- _TASK_:
Reproduce the post about strip searches in New York City jails word for word, from its date line to its final sentence.

- _SUPPLIED TEXT_:
Monday, April 5, 2010

Lies, Gowns, and Searches at Rikers

City jails have been engaged in the illegal practice of strip searching New Yorkers accused on misdemeanor crimes, and the Bloomberg Administration has consistently lied in depositions with regard to the continued abuses.

Strip Search Abuse

Courts ruled in 1986 that routine strip searches of those who have been brought to jail based on suspicion of involvement in low-level non-violent crimes were illegal. Nonetheless, New York City continued the practice of illegal strip searches and faced lawsuits in subsequent years.

In 2001, New York City agreed to settle a class-action suit related to the illegal strip search activity in the New York City jails. The settlement cost New York City $43 million. The City continued the practice further and settled another law suit in 2002 while promising to finally end the strip search abuses.

The strip searches continued, however. When faced with yet another law suit, the Bloomberg Administration decided it was better to lie in depositions than to admit that they had been violating the law non-stop for two decades and after multiple law suits and tens of millions of dollars of settlement costs.

- _SUPPLIED MATERIAL_:
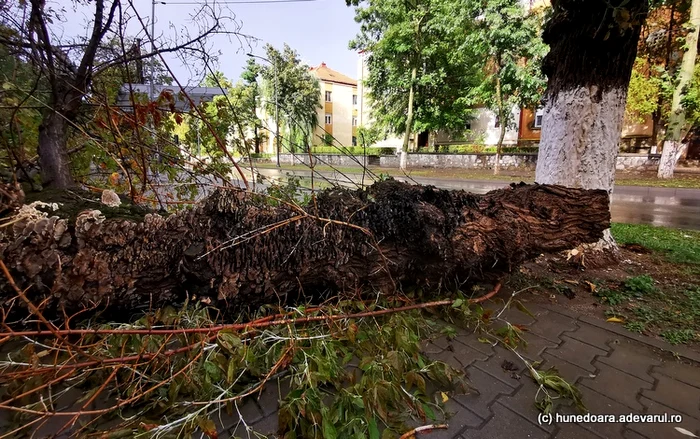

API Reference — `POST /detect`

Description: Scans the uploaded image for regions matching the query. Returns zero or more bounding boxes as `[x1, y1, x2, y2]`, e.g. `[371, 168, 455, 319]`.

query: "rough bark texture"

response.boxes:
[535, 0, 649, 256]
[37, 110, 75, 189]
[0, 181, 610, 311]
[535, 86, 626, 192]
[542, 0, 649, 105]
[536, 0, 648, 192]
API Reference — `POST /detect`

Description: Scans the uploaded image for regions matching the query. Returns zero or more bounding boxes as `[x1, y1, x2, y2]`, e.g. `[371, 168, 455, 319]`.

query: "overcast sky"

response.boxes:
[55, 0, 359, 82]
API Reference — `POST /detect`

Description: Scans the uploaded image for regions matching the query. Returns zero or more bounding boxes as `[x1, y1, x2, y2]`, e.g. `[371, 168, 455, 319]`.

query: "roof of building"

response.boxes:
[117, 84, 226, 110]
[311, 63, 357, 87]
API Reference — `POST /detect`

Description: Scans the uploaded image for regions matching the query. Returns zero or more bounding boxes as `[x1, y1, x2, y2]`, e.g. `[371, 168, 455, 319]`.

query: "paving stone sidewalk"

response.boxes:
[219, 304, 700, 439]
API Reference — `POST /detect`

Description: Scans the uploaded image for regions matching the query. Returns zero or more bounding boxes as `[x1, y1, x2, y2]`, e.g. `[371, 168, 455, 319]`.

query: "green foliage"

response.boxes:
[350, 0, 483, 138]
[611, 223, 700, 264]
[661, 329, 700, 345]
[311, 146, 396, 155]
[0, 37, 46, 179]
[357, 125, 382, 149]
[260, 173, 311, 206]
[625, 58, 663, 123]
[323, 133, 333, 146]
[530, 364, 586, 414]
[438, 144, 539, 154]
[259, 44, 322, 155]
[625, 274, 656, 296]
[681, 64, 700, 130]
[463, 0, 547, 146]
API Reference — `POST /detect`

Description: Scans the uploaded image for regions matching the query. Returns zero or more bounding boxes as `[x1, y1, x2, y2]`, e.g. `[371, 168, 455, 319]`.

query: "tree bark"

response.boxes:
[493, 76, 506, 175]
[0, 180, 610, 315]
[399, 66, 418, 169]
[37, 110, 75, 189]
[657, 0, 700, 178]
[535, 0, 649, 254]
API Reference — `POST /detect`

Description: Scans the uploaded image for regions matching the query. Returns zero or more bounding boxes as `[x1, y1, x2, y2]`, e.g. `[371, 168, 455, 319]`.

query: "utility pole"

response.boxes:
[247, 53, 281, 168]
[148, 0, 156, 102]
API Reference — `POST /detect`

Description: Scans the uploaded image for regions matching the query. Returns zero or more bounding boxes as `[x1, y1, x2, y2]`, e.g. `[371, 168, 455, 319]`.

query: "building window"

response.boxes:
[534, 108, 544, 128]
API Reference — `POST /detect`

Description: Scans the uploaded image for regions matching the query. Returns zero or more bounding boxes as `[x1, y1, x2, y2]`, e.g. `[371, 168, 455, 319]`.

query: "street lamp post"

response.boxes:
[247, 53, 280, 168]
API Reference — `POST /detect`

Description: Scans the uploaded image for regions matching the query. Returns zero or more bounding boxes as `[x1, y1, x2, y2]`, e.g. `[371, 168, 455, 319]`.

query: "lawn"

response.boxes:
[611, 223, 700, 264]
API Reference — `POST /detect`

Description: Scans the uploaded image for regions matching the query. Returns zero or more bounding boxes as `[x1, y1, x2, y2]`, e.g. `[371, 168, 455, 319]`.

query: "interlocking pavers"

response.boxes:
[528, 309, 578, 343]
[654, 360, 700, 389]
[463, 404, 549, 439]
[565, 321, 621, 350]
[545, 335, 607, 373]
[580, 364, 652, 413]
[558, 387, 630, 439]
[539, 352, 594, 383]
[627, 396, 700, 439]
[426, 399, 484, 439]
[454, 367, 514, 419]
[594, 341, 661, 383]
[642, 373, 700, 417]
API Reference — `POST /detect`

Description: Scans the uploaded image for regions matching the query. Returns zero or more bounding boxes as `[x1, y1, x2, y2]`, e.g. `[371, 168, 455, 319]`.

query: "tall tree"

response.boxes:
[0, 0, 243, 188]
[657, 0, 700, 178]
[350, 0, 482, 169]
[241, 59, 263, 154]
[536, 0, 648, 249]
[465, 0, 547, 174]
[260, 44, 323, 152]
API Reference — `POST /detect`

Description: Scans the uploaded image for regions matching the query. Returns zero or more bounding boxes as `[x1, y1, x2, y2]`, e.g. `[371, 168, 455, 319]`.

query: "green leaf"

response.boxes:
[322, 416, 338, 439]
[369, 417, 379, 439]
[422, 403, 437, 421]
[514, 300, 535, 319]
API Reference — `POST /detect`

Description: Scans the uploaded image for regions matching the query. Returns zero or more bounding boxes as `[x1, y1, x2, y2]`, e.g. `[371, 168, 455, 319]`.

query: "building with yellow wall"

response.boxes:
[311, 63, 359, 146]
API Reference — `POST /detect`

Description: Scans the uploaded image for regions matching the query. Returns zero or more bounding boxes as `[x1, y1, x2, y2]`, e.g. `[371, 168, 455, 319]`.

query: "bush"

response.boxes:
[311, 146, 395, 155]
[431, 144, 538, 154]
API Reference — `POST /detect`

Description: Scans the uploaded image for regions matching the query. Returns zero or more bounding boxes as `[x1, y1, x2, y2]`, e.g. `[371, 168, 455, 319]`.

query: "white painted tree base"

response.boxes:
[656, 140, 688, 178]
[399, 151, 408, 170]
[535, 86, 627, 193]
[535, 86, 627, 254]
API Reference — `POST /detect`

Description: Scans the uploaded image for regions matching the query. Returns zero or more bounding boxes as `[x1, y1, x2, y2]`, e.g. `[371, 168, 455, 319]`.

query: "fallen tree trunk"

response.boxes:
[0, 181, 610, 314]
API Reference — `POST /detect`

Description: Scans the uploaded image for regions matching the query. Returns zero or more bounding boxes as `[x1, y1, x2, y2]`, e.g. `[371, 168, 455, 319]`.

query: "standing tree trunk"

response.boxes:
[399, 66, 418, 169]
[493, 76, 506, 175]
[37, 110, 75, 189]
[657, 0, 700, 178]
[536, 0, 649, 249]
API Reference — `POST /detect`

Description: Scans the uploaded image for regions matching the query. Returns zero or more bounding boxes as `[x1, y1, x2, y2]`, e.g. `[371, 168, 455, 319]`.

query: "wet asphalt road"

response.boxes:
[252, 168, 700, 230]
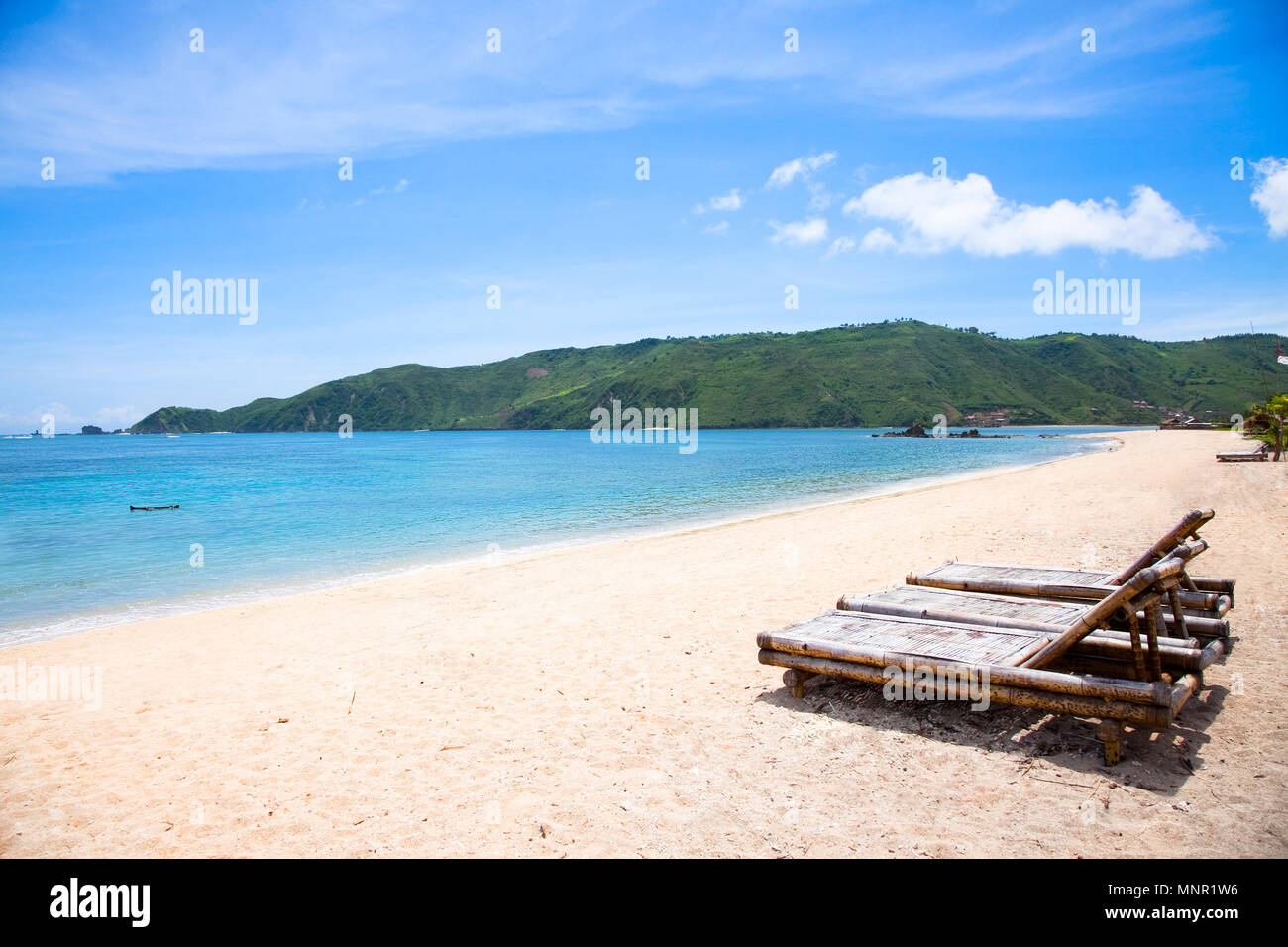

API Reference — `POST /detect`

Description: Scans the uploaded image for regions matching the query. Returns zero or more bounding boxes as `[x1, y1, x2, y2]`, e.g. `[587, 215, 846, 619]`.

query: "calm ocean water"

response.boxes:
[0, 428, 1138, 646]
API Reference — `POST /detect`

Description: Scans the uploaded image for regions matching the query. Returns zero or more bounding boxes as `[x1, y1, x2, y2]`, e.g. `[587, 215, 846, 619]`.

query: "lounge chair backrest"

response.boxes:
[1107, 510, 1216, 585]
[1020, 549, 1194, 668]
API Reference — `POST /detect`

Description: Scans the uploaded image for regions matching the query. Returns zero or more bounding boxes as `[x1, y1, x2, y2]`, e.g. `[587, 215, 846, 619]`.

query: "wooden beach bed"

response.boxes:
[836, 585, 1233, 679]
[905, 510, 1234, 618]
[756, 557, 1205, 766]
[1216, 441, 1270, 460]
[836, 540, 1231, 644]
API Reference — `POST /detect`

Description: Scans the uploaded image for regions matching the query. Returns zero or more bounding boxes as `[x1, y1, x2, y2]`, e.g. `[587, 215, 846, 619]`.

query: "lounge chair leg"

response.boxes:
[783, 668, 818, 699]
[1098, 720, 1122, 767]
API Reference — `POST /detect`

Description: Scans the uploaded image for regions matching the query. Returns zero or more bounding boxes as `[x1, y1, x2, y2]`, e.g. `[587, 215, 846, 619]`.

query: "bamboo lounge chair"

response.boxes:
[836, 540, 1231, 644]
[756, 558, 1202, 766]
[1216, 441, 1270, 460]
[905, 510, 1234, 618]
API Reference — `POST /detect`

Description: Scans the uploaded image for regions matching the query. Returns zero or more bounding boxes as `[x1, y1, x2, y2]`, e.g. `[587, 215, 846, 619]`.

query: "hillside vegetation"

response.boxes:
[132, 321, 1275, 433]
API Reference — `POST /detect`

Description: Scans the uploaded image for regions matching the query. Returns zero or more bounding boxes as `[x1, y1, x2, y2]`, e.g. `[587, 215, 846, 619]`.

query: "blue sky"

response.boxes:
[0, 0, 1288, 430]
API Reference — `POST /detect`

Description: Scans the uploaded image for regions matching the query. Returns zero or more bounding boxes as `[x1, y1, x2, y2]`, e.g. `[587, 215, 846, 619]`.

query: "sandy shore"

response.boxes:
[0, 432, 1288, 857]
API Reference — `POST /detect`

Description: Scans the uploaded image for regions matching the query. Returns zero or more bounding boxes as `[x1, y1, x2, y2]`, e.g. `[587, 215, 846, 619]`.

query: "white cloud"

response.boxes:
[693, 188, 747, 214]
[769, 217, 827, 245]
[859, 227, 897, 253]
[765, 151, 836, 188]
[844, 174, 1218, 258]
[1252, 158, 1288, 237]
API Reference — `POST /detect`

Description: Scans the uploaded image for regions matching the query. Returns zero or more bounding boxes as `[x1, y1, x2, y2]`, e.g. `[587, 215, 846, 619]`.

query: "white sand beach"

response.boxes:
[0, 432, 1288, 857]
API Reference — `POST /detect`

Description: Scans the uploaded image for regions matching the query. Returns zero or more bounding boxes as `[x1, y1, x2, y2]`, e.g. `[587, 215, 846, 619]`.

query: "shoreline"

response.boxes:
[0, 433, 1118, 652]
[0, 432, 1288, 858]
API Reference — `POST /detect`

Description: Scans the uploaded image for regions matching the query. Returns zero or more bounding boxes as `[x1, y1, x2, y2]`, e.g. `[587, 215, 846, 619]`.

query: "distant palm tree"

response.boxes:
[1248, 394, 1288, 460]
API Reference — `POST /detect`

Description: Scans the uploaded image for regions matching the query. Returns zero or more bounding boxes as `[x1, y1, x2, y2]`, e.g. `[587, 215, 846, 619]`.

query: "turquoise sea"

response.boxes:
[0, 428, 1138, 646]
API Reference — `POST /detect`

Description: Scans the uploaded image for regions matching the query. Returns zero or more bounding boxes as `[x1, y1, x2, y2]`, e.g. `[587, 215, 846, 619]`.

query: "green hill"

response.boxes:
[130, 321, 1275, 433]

- _REPLY TO THE TASK_:
Monday, April 5, 2010

Lies, Gowns, and Searches at Rikers

City jails have been engaged in the illegal practice of strip searching New Yorkers accused on misdemeanor crimes, and the Bloomberg Administration has consistently lied in depositions with regard to the continued abuses.

Strip Search Abuse

Courts ruled in 1986 that routine strip searches of those who have been brought to jail based on suspicion of involvement in low-level non-violent crimes were illegal. Nonetheless, New York City continued the practice of illegal strip searches and faced lawsuits in subsequent years.

In 2001, New York City agreed to settle a class-action suit related to the illegal strip search activity in the New York City jails. The settlement cost New York City $43 million. The City continued the practice further and settled another law suit in 2002 while promising to finally end the strip search abuses.

The strip searches continued, however. When faced with yet another law suit, the Bloomberg Administration decided it was better to lie in depositions than to admit that they had been violating the law non-stop for two decades and after multiple law suits and tens of millions of dollars of settlement costs.